* START Information given *
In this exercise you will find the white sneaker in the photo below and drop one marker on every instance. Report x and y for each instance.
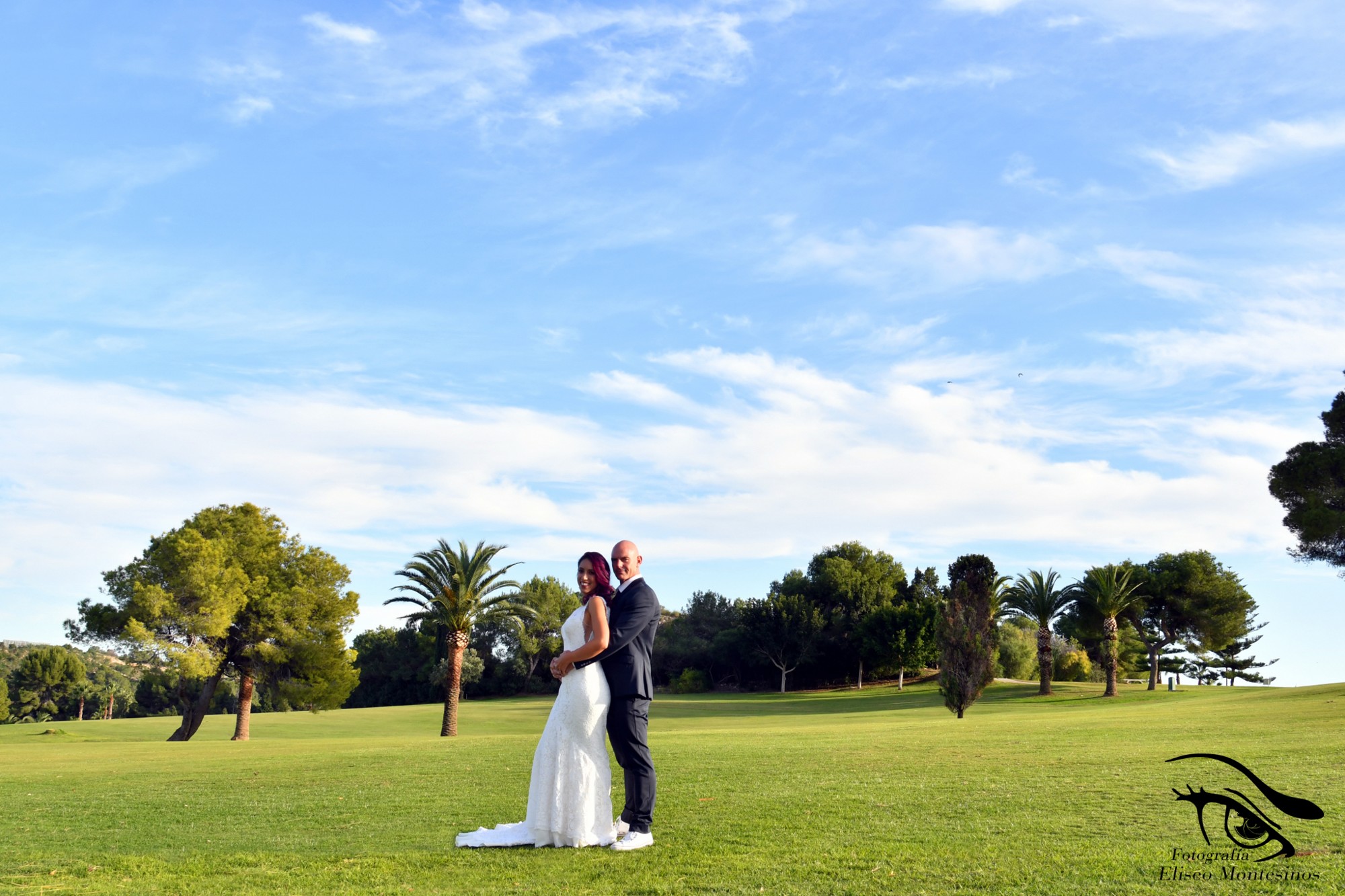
(634, 840)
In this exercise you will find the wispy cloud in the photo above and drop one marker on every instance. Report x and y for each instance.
(1292, 343)
(245, 110)
(1157, 271)
(116, 175)
(579, 65)
(328, 29)
(1136, 18)
(1222, 158)
(976, 76)
(922, 256)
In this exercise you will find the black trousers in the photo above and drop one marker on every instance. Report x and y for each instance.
(627, 728)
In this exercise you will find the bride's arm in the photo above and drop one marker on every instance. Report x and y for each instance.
(597, 612)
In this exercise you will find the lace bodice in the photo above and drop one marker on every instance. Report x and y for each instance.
(570, 799)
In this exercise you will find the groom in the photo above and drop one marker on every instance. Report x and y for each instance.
(629, 662)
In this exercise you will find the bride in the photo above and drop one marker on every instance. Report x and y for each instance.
(570, 799)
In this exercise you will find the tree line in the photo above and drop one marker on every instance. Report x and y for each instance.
(233, 614)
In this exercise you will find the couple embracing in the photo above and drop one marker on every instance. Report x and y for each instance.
(607, 681)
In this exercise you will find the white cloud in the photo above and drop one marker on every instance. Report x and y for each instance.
(993, 7)
(329, 29)
(923, 256)
(637, 391)
(1221, 159)
(485, 15)
(1137, 18)
(245, 110)
(781, 458)
(1269, 339)
(980, 76)
(1155, 270)
(120, 174)
(520, 72)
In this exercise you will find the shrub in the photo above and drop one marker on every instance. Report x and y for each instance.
(1074, 665)
(692, 681)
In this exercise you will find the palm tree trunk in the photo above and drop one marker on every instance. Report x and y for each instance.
(1046, 661)
(243, 724)
(457, 647)
(1109, 627)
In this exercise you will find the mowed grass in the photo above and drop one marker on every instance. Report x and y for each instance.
(857, 792)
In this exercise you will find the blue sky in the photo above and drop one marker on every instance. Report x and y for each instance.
(1052, 280)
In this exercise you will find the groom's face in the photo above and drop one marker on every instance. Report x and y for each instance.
(626, 560)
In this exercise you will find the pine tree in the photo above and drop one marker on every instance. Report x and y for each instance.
(1235, 666)
(968, 633)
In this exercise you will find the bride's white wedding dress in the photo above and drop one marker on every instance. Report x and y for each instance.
(570, 799)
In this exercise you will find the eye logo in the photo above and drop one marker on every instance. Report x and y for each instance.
(1245, 822)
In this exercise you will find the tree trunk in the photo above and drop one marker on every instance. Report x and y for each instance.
(243, 724)
(532, 665)
(194, 712)
(457, 647)
(1046, 661)
(1109, 657)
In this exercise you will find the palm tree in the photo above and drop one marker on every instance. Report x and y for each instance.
(457, 591)
(1108, 589)
(1036, 598)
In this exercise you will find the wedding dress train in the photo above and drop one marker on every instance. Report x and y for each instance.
(570, 799)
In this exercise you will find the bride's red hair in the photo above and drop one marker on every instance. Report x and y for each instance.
(602, 572)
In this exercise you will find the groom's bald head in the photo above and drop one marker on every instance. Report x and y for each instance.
(626, 560)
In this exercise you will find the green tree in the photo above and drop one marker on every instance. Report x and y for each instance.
(45, 678)
(968, 633)
(687, 639)
(848, 581)
(1190, 598)
(899, 637)
(1311, 485)
(783, 628)
(1038, 599)
(457, 589)
(1109, 592)
(1017, 654)
(540, 635)
(1234, 665)
(395, 667)
(232, 592)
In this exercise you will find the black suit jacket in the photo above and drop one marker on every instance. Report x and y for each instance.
(629, 659)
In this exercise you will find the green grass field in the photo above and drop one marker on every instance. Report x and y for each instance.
(868, 792)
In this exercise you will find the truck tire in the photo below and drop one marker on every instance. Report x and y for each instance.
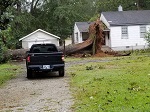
(29, 74)
(61, 72)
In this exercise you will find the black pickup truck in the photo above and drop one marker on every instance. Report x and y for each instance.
(44, 58)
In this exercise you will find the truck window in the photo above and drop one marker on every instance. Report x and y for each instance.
(44, 49)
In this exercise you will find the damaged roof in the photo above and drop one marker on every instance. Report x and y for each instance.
(118, 18)
(83, 26)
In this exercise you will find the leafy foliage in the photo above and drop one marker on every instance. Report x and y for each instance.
(147, 37)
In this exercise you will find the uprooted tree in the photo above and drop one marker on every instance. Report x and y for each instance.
(95, 40)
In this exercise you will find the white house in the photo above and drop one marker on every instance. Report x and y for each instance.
(81, 31)
(126, 29)
(39, 37)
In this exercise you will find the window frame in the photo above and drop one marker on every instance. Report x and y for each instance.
(142, 33)
(124, 32)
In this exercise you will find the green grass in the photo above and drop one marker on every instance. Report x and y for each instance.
(121, 85)
(7, 72)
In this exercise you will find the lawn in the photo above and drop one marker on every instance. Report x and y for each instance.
(7, 72)
(120, 85)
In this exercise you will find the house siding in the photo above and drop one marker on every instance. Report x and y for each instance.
(132, 42)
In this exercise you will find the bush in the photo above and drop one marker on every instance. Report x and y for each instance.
(4, 56)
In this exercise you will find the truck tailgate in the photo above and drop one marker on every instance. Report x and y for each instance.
(46, 58)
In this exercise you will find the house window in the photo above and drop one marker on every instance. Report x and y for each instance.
(124, 31)
(142, 31)
(77, 37)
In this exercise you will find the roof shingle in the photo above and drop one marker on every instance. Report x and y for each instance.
(120, 18)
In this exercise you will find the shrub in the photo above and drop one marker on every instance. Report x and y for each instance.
(4, 56)
(147, 37)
* END Information given *
Exercise
Format each line of the listing above as a JSON list of strings, one string per line, with blank lines skipped and the pictures left out.

Exercise output
[
  "In this exercise you will find the white sneaker in the photo below and drop one marker on every instance. Report x and y for each instance.",
  "(634, 840)",
  "In this exercise you will find the wispy cloud in the photo above and drop one marker on every instance. Report x and y for each instance.",
  "(1292, 343)",
  "(245, 110)",
  "(1157, 271)",
  "(116, 175)",
  "(579, 65)",
  "(328, 29)",
  "(1136, 18)",
  "(1222, 158)",
  "(976, 76)",
  "(922, 256)",
  "In this exercise you will find the black trousers in the photo above and drop one marker on every instance. Report x and y for each instance.",
  "(627, 728)",
  "In this exercise you will find the bride's arm in the photo above and drop one marker on every instance. Report x and y for each instance.",
  "(597, 612)",
  "In this exercise you will find the lace bodice in the photo above and drop one marker on every instance. Report x and y for each instance.",
  "(570, 799)",
  "In this exercise you will find the groom in the photo above and drop one marker on every instance. Report x and y for each instance.",
  "(629, 662)",
  "In this exercise you will find the bride in the photo above and drop one marker on every instance. Report x and y for each instance.",
  "(570, 799)",
  "In this exercise you will find the tree line in the photo above and drop one marker on every instance. Report x and y for each instance.",
  "(233, 614)",
  "In this exercise you will find the couple embracing in the photo above and drop one marker on every instance. Report x and y for each instance.",
  "(607, 681)",
  "In this exercise you will find the white cloud in the photo above and drop one marker on every instance. Report x and y for each instance.",
  "(993, 7)",
  "(329, 29)",
  "(923, 256)",
  "(637, 391)",
  "(1221, 159)",
  "(485, 15)",
  "(1137, 18)",
  "(245, 110)",
  "(781, 458)",
  "(1269, 339)",
  "(980, 76)",
  "(1155, 270)",
  "(120, 174)",
  "(520, 72)",
  "In this exercise you will find the shrub in the photo above and drop one marker on every instance. Report x and y for each instance.",
  "(1074, 665)",
  "(692, 681)",
  "In this exercise you will find the palm tree trunk in the photo above and drop one marker on every instance. Report x and y for each instance.",
  "(1046, 661)",
  "(243, 724)",
  "(457, 647)",
  "(1109, 627)",
  "In this exercise you will find the mowed grass in the photo above and drop one marker on every instance. Report x and y for each instance.",
  "(857, 792)",
  "In this exercise you will find the blue sky in the photo above and drop one marker on every instance. Report x and y for each instance.",
  "(1052, 280)",
  "In this exercise you will find the groom's face in the photo above and drop one marker on every instance. Report x and y for each instance.",
  "(626, 560)",
  "In this exercise you will find the pine tree in the photo above and drop one marker on every instance. Report x and y for each instance.",
  "(1235, 666)",
  "(968, 633)",
  "In this exercise you will find the bride's white wedding dress in the photo above and drop one marker on every instance. Report x and y for each instance.",
  "(570, 799)",
  "In this exercise you will find the eye logo in the photo above and drop one marker on every instance. Report x and y for each instance.",
  "(1245, 822)",
  "In this exercise you will find the tree trunk in the photo above and drop one marker on every instance. Report x and y for each instance.",
  "(243, 724)",
  "(532, 665)",
  "(194, 712)",
  "(457, 647)",
  "(1046, 661)",
  "(1109, 657)",
  "In this exercise you will find the palm tree in the photo above and drop one marker on every instance. Report x and y for each instance.",
  "(457, 591)",
  "(1108, 589)",
  "(1036, 598)",
  "In this exercise you will find the wedding dress train in the photo above and drop one marker on every instance. Report x and y for each instance.",
  "(570, 799)",
  "In this exercise you will find the bride's red hair in the photo above and drop one marker on every instance. Report x and y for each instance.",
  "(602, 572)",
  "In this exercise you will find the groom's bald head in the photo above and drop one marker on every instance. Report x and y for each instance.",
  "(626, 560)",
  "In this exercise you will find the green tree in the photo above and drop one marker on every instance. Report x and y for each instance.",
  "(45, 678)",
  "(968, 633)",
  "(687, 639)",
  "(848, 581)",
  "(1190, 598)",
  "(899, 637)",
  "(1311, 485)",
  "(783, 628)",
  "(1038, 599)",
  "(457, 589)",
  "(1109, 592)",
  "(1017, 654)",
  "(540, 635)",
  "(1234, 665)",
  "(395, 667)",
  "(232, 592)",
  "In this exercise you will find the black suit jacket in the photo above and drop one marker on every instance. Report x and y for each instance.",
  "(629, 659)",
  "In this exercise you will find the green grass field in the photo above and drop one marker on every instance. Report x and y for each instance.",
  "(868, 792)",
  "In this exercise you will find the truck tire in the photo below and drop one marker on every instance. Report x and y for each instance.",
  "(29, 74)",
  "(61, 72)",
  "In this exercise you will find the black pickup truck in the photo above and drop one marker on every instance. Report x and y for each instance.",
  "(44, 58)",
  "In this exercise you will find the truck window in the photo above and drop one marker on every instance. Report x and y for each instance.",
  "(44, 49)",
  "In this exercise you will find the damaged roof in the photo above and drop one marker on every instance. Report x and y for each instance.",
  "(118, 18)",
  "(83, 26)",
  "In this exercise you will find the leafy foliage in the photo above and drop one marker on every instance. Report x and y for each instance.",
  "(147, 37)",
  "In this exercise you will find the uprooted tree in the photo above and drop one marker on every instance. Report x and y for each instance.",
  "(95, 40)",
  "In this exercise you will find the white house in the photo above and drop one marker on every instance. Report x and y for each instance.",
  "(81, 31)",
  "(126, 29)",
  "(39, 37)",
  "In this exercise you will find the window frame in the photo above and drop one marker on every instance. Report x and y for each instance.",
  "(142, 33)",
  "(124, 32)",
  "In this exercise you will find the green grass in the photo above and drop one marker on every instance. Report x and y for each instance.",
  "(121, 85)",
  "(7, 72)",
  "In this exercise you will find the lawn in the photo above and drop one marker on every instance. Report x and y for each instance.",
  "(7, 72)",
  "(120, 85)",
  "In this exercise you will find the house siding in the photo above and drop one marker on every instance. Report x and y for each instance.",
  "(132, 42)",
  "In this exercise you will find the bush in the photo above and drop one marker on every instance. Report x and y for each instance.",
  "(4, 56)",
  "In this exercise you will find the truck tailgate in the photo above and drop one marker on every instance. Report x and y for each instance.",
  "(46, 58)",
  "In this exercise you will find the house window in the photo above and drop one marker on every instance. Report x and y for each instance.",
  "(124, 31)",
  "(142, 31)",
  "(77, 37)",
  "In this exercise you will find the roof shingle in the photo above and drop one marker on every instance. Report x and y for each instance.",
  "(120, 18)",
  "In this exercise you will find the shrub in the photo above and drop one marker on every instance. Report x and y for each instance.",
  "(4, 56)",
  "(147, 37)"
]